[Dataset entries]

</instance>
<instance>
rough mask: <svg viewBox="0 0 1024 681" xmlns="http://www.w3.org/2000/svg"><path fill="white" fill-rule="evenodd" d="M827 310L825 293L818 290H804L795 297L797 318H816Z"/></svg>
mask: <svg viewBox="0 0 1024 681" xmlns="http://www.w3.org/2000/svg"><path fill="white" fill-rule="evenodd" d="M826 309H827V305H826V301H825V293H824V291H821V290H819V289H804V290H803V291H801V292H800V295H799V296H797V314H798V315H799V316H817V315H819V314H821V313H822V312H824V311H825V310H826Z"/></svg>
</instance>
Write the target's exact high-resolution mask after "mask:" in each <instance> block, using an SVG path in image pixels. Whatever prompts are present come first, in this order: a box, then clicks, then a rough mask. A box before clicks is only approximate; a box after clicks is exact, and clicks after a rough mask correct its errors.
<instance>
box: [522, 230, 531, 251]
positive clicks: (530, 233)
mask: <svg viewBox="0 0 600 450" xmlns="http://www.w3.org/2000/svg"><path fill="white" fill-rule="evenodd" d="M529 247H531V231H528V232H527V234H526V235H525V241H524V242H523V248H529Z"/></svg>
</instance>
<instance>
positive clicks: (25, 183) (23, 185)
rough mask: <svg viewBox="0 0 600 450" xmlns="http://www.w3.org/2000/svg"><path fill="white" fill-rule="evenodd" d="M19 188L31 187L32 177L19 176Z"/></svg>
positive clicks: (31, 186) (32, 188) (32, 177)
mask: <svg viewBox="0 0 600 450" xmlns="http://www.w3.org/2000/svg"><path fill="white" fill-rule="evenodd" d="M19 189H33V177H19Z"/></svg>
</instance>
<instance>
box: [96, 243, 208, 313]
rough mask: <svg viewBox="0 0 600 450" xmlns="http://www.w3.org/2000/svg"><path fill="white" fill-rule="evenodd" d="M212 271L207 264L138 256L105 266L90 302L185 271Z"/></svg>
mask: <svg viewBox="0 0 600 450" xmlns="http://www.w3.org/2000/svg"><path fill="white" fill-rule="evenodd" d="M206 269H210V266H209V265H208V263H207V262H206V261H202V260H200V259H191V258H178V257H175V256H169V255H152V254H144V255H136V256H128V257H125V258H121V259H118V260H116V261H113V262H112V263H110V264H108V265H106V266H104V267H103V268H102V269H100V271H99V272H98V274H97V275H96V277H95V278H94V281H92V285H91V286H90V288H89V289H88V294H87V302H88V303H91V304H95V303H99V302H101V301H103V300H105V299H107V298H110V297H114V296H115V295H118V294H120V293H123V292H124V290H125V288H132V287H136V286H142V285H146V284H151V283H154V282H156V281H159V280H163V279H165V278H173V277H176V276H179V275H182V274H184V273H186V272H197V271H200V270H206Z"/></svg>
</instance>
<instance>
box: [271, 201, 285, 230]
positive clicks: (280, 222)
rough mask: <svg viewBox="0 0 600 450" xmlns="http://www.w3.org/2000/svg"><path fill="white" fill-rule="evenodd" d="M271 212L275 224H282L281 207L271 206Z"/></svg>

WHAT NEEDS TO BE DONE >>
Set the data down again in full. Keep it exact.

OUTPUT >>
</instance>
<instance>
rough mask: <svg viewBox="0 0 1024 681" xmlns="http://www.w3.org/2000/svg"><path fill="white" fill-rule="evenodd" d="M827 310L825 293L818 290H804L795 297L797 318H816Z"/></svg>
mask: <svg viewBox="0 0 1024 681" xmlns="http://www.w3.org/2000/svg"><path fill="white" fill-rule="evenodd" d="M826 309H827V305H826V301H825V293H824V291H821V290H819V289H804V290H803V291H801V292H800V295H799V296H797V314H798V315H799V316H817V315H819V314H821V313H822V312H824V311H825V310H826Z"/></svg>
</instance>
Write the target's exact high-resolution mask after "mask:" in each <instance> block, using an SVG path in image pixels. Whatever prompts are present come first, in this order: a box, then clicks, then a rough mask. A box before clicks is only approximate; a box after clicks is exact, and clicks after a rough mask correct its errors.
<instance>
box: [522, 230, 531, 251]
positive clicks: (530, 233)
mask: <svg viewBox="0 0 600 450" xmlns="http://www.w3.org/2000/svg"><path fill="white" fill-rule="evenodd" d="M529 247H531V231H528V232H527V234H526V235H525V241H524V242H523V248H529Z"/></svg>
</instance>
<instance>
positive clicks: (25, 183) (23, 185)
rough mask: <svg viewBox="0 0 600 450" xmlns="http://www.w3.org/2000/svg"><path fill="white" fill-rule="evenodd" d="M19 188L31 187L32 177L19 176Z"/></svg>
positive clicks: (31, 186) (32, 188) (32, 177)
mask: <svg viewBox="0 0 600 450" xmlns="http://www.w3.org/2000/svg"><path fill="white" fill-rule="evenodd" d="M19 189H33V177H19Z"/></svg>
</instance>
<instance>
box: [96, 243, 208, 313]
rough mask: <svg viewBox="0 0 600 450" xmlns="http://www.w3.org/2000/svg"><path fill="white" fill-rule="evenodd" d="M212 271L207 264L138 256L105 266L90 302L185 271Z"/></svg>
mask: <svg viewBox="0 0 600 450" xmlns="http://www.w3.org/2000/svg"><path fill="white" fill-rule="evenodd" d="M206 269H210V266H209V265H208V263H207V262H206V261H202V260H200V259H191V258H178V257H175V256H169V255H152V254H144V255H136V256H128V257H125V258H121V259H118V260H116V261H113V262H112V263H110V264H108V265H106V266H104V267H103V268H102V269H100V271H99V272H98V274H97V275H96V277H95V278H94V281H92V285H91V286H90V288H89V289H88V294H87V302H88V303H91V304H95V303H99V302H101V301H103V300H105V299H107V298H110V297H114V296H115V295H118V294H120V293H123V292H124V290H125V288H132V287H136V286H142V285H146V284H151V283H154V282H156V281H159V280H163V279H165V278H173V277H176V276H179V275H182V274H184V273H186V272H197V271H200V270H206Z"/></svg>
</instance>
<instance>
box: [271, 201, 285, 230]
positive clicks: (280, 222)
rough mask: <svg viewBox="0 0 600 450" xmlns="http://www.w3.org/2000/svg"><path fill="white" fill-rule="evenodd" d="M271 212L275 224H282L281 207L271 206Z"/></svg>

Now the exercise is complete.